BEGIN INPUT RECORDS

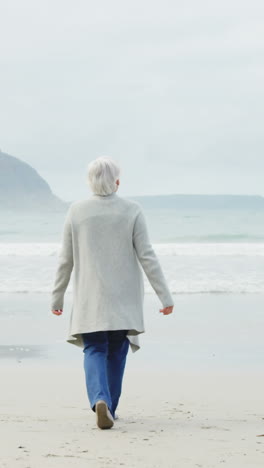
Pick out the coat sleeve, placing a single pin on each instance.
(65, 265)
(149, 261)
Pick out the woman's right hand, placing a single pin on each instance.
(167, 310)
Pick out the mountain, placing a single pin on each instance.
(23, 189)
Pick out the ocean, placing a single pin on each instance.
(200, 251)
(213, 261)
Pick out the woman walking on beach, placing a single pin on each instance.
(105, 239)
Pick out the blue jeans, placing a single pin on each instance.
(105, 355)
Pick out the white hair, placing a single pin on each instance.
(102, 175)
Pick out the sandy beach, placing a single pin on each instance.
(192, 396)
(165, 420)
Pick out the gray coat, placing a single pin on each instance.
(106, 243)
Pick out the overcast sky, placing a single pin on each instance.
(173, 90)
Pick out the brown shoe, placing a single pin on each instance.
(104, 419)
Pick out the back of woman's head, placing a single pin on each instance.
(102, 175)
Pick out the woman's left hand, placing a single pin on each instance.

END INPUT RECORDS

# TASK GOAL
Output every line of the entries above as a numbered list, omitting blank lines. Leave the picture out.

# RESULT OF THIS TASK
1. Pick out the coat sleeve, placing a single pin on each instance.
2. (65, 265)
3. (149, 261)
4. Pick out the woman's right hand, placing a single pin on each instance.
5. (167, 310)
6. Pick out the mountain, placing a single pin on each instance.
7. (23, 189)
8. Pick out the ocean, placing a single pin on each instance.
9. (200, 251)
10. (213, 261)
11. Pick out the woman walking on beach, placing a single pin on each instance.
12. (105, 239)
13. Pick out the blue jeans, placing a single pin on each instance.
14. (105, 355)
15. Pick out the white hair, placing a single pin on each instance.
16. (102, 175)
17. Pick out the sandy beach, placing a single pin on each instance.
18. (192, 396)
19. (165, 420)
20. Pick out the gray coat, placing a single pin on each instance.
21. (106, 243)
22. Pick out the overcast sky, placing a single pin on each instance.
23. (173, 90)
24. Pick out the brown shoe, placing a single pin on each instance.
25. (104, 419)
26. Pick out the back of woman's head, placing a single pin on each instance.
27. (102, 175)
28. Pick out the woman's left hand, placing a single pin on each instance.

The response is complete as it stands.